◆ **DOCUMENT**:
______________________________

Spatialiser le son à Radio France : pour quoi faire ?
Écouter un concert en son 3D ne va pas de soi, et lorsque l’on compare de la stéréo à du binaural, la différence n’est pas toujours frappante. Nous avons cherché à savoir pourquoi des institutions comme le GRM, l’IRCAM ou Radio France tiennent tant à se pencher sur la question de la spatialisation sonore. Entretien avec Pierre Charvet, directeur adjoint de France Musique et compositeur de musique contemporaine.
La spatialisation sonore en musique, est-ce une nouveauté ?

______________________________

◆ **VOTRE TÂCHE**:
Rédigez la suite de l'entretien sur la spatialisation sonore à Radio France, s'il vous plaît, en partant de là où il s'interrompt. Les lignes proviennent d'une autre source que l'entretien.

(Étiquetage de formes)
______________________________

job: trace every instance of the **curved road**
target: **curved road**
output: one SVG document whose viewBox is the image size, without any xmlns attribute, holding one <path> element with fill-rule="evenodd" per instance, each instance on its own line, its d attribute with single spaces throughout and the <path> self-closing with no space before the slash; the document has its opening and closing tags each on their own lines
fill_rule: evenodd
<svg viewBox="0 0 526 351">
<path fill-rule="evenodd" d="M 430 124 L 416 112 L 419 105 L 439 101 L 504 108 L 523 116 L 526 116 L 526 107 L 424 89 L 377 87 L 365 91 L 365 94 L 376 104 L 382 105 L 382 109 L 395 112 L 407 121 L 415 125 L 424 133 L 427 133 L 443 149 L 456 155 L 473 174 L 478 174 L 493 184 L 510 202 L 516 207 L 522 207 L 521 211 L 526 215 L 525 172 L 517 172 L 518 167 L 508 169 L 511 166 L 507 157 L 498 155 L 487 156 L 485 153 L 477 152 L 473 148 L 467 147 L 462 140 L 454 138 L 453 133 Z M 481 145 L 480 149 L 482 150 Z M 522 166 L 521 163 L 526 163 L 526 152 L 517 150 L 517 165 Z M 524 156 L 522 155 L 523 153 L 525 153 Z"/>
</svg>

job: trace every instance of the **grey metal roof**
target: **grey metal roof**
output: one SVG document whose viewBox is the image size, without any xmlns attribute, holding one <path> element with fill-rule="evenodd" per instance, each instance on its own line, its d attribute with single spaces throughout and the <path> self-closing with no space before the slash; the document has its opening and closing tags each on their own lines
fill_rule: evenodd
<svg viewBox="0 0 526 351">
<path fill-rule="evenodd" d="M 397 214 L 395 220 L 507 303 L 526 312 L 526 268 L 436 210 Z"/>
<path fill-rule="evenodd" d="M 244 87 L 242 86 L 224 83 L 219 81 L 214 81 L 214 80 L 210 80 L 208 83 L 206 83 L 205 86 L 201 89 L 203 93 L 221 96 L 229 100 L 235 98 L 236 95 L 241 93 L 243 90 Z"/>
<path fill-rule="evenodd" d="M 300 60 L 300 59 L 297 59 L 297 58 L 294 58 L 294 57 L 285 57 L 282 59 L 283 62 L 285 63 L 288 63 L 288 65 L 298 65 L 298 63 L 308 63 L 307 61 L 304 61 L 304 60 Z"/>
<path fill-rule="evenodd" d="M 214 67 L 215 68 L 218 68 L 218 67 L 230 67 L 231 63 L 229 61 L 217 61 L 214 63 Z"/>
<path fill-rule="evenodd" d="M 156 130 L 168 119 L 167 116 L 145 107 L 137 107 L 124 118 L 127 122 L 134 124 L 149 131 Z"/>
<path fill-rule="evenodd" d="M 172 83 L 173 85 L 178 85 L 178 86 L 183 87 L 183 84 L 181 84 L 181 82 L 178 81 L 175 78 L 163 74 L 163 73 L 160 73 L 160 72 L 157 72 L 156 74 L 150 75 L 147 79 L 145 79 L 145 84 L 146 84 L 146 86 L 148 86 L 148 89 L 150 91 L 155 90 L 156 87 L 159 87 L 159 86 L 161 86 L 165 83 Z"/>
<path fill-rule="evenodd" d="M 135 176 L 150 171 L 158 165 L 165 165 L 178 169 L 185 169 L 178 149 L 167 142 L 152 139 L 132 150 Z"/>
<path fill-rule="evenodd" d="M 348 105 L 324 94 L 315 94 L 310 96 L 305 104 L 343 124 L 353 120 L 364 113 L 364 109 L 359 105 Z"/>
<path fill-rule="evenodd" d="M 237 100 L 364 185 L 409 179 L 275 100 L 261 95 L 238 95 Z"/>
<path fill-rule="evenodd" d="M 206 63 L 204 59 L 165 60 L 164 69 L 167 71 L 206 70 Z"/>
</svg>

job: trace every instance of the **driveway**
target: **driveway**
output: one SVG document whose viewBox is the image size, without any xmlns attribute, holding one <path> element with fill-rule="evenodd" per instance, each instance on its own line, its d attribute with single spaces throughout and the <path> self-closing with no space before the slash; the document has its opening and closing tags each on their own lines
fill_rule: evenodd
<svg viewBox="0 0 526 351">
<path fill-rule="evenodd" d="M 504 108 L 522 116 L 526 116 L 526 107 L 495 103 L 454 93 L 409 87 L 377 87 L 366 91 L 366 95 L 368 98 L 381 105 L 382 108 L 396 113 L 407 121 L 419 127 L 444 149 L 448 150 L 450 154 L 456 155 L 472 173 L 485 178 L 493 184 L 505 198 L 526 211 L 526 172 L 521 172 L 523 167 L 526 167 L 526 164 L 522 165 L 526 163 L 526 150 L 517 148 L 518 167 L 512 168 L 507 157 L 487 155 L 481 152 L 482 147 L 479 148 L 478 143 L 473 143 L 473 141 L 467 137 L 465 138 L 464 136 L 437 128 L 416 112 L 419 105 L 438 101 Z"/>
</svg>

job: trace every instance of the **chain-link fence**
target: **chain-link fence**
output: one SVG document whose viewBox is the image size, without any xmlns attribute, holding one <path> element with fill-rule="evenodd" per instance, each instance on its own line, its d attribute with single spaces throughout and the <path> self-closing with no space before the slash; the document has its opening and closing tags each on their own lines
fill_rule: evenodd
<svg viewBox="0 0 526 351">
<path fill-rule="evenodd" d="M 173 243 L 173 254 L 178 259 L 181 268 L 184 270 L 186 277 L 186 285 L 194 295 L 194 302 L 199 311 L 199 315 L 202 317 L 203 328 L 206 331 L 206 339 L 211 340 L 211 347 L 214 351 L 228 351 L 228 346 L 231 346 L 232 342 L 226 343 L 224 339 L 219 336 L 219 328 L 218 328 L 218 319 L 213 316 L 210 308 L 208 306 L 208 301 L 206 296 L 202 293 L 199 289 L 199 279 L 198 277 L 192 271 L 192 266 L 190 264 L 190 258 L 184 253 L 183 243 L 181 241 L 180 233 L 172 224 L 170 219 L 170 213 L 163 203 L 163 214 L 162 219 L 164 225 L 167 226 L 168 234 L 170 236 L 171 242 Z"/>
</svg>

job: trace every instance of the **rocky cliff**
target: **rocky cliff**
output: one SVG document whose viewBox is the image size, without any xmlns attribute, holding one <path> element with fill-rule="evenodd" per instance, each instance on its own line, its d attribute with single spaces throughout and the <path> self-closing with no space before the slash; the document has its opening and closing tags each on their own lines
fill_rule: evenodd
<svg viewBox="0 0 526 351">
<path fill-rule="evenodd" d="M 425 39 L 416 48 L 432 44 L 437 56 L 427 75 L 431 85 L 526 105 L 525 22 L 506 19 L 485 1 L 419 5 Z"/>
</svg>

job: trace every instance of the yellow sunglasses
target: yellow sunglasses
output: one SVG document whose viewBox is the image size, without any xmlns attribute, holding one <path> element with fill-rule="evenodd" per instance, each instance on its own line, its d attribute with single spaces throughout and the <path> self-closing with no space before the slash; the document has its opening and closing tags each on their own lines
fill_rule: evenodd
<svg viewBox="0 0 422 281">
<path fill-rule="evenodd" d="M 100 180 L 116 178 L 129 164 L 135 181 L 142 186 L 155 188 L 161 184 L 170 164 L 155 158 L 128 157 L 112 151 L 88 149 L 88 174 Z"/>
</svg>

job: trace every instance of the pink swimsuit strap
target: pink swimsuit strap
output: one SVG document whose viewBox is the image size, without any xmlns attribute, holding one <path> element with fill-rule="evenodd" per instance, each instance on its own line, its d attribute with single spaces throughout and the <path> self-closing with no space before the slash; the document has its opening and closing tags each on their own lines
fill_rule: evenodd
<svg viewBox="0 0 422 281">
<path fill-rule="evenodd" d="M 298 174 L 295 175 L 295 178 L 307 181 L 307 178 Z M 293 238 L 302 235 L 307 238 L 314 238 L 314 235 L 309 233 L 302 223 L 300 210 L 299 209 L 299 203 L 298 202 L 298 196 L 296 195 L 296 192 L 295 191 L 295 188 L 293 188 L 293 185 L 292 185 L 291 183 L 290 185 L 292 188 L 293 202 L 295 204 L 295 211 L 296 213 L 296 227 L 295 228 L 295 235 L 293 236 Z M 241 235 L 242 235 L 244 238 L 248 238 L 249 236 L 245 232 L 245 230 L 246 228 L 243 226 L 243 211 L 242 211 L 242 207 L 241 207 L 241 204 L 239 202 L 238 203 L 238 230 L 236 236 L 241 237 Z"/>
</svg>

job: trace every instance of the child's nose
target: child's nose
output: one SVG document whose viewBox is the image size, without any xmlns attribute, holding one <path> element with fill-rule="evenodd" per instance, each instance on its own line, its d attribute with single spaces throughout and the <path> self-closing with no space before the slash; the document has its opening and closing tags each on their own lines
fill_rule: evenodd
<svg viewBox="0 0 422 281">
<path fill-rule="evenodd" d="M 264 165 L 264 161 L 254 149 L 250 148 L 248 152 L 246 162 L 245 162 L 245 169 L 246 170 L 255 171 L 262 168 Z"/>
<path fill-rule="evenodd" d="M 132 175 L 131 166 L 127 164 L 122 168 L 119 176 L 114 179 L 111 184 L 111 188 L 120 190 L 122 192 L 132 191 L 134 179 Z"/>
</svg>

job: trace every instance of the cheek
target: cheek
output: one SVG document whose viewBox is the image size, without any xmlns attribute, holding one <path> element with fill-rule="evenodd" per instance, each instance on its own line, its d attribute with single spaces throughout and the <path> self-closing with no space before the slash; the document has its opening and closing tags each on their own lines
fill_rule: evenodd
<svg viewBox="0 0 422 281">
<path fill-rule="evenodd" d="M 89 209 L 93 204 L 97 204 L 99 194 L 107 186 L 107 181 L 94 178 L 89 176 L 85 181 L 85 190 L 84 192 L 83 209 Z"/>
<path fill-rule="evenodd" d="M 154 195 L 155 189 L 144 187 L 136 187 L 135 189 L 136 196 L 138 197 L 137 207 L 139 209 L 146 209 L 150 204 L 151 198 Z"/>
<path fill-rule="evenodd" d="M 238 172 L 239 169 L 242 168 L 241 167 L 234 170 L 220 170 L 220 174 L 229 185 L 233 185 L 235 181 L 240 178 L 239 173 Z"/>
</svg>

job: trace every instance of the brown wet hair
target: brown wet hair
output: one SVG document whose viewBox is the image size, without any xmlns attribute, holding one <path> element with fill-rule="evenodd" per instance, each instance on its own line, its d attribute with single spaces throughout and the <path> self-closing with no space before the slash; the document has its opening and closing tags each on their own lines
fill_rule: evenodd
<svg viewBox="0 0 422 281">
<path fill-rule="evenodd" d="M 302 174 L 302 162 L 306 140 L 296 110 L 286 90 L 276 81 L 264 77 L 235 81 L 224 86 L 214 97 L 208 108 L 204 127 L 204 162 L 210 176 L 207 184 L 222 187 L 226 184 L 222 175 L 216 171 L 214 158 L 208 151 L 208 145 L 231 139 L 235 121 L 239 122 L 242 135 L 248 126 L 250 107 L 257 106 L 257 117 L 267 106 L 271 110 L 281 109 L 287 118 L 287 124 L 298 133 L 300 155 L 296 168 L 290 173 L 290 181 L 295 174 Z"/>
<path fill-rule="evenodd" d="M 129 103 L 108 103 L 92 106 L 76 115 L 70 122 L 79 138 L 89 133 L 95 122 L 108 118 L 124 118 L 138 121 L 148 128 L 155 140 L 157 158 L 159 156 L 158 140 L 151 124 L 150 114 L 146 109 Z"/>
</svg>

______________________________

◆ **RÉPONSE RÉDIGÉE**:
Absolument pas ! Les compositeurs de musique se sont toujours préoccupés de la spatialisation du son. On trouve des exemples de recherche d’effets spatiaux dès la Renaissance avec Spem in Allium de Thomas Tallis ou encore avec les Sacrae Symphoniae de Giovanni Gabrieli. Les compositeurs prenaient en compte les lieux dans lesquels allaient être exécutées ces pièces, et ils pouvaient par exemple disposer deux chœurs de part et d’autre de la nef d’une église. Il est vrai que les périodes classique et romantique ont privilégié une représentation très « frontale » de la musique, mais les compositeurs ont toujours cherché à prendre l’espace en considération. Par exemple, Wagner s’est fait construire une salle d’opéra rien que pour ses œuvres, le palais des festivals de Bayreuth, sur le modèle des théâtres antiques, pour que chaque spectateur puisse profiter au mieux de ses œuvres, et ce à n’importe quel endroit de la salle. Bien sûr, il ne faut pas confondre effets spatiaux et acoustique d’un lieu, mais ces deux paramètres permettent de comprendre ce pourquoi on utilise la spatialisation sonore : pour replonger l’auditeur dans un lieu rempli de sons, pour se rapprocher au plus près de la complexité de la réalité, et pour créer de nouvelles expériences.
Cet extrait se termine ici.